** Required work **
Count the lines in the entries below that contain the string "distant". Reply with only the number.

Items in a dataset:
----

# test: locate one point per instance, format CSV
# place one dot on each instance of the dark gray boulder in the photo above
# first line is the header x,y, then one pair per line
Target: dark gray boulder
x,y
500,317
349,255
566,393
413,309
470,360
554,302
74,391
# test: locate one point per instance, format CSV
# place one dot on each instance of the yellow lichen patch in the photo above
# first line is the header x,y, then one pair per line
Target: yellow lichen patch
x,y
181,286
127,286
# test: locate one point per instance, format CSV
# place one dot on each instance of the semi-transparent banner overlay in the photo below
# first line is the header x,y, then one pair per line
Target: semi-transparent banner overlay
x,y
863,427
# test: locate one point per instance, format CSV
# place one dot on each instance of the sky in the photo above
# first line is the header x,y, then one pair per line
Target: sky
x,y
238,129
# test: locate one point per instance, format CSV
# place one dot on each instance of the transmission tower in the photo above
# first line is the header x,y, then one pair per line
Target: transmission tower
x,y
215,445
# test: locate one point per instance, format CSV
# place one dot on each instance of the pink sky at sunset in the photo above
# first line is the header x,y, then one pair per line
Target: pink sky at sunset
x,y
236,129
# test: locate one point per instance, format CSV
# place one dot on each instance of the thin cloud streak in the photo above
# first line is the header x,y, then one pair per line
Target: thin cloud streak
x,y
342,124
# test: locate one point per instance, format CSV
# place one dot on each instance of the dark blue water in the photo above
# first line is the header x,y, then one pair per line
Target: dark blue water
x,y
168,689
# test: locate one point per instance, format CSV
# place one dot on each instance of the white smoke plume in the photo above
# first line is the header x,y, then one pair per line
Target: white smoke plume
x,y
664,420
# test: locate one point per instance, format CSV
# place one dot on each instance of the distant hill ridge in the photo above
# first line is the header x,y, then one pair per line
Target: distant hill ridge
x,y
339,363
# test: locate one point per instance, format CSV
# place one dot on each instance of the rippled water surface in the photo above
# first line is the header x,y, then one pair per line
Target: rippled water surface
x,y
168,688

----

** Result for this task **
2